What this task involves:
Locate each line in the rows below that contains the word "water", and copy every such line in full.

* START Material supplied *

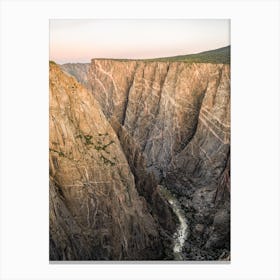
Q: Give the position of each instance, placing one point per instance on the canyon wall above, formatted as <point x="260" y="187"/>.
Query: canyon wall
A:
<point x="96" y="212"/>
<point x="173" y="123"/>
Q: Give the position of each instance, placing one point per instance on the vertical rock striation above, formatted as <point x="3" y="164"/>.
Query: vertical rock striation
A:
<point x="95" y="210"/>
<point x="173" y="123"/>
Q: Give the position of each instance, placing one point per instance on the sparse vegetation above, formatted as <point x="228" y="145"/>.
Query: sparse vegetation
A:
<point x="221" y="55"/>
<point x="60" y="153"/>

* END Material supplied *
* START Material supplied *

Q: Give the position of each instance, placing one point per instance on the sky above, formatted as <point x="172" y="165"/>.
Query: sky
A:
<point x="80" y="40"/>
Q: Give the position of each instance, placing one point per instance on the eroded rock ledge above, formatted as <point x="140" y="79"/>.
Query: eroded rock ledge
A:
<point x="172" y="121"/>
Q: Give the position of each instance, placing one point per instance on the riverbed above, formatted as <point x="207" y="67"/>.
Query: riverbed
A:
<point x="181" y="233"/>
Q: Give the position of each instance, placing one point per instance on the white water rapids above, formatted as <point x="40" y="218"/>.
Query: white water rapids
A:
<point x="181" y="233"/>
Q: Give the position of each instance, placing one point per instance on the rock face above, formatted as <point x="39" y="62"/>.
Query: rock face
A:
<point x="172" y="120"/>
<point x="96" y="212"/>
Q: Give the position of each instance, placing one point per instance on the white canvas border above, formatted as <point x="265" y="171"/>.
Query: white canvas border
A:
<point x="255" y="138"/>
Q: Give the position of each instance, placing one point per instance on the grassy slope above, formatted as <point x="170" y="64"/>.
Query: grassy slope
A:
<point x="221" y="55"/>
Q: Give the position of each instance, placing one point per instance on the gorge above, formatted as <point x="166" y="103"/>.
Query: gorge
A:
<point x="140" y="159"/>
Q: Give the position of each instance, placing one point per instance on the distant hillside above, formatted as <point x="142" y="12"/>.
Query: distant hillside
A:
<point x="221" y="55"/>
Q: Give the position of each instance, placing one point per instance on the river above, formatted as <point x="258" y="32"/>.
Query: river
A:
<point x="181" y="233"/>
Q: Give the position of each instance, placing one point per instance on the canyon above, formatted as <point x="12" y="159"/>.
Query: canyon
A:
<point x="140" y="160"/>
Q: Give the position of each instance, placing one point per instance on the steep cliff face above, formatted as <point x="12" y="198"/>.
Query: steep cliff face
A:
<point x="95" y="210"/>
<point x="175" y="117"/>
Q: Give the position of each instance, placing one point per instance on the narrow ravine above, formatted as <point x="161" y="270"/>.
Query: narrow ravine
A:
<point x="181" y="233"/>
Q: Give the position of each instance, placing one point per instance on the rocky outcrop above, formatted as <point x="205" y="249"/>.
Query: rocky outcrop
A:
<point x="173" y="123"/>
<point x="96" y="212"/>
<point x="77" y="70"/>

* END Material supplied *
* START Material supplied *

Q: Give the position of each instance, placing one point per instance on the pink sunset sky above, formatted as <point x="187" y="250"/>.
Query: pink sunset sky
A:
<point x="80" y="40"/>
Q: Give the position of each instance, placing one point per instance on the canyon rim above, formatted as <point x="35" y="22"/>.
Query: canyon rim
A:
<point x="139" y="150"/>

* END Material supplied *

Output below:
Q: Give the position of each instance, placing one point per instance on the white water rapids above, formatted as <point x="40" y="218"/>.
Query: white water rapids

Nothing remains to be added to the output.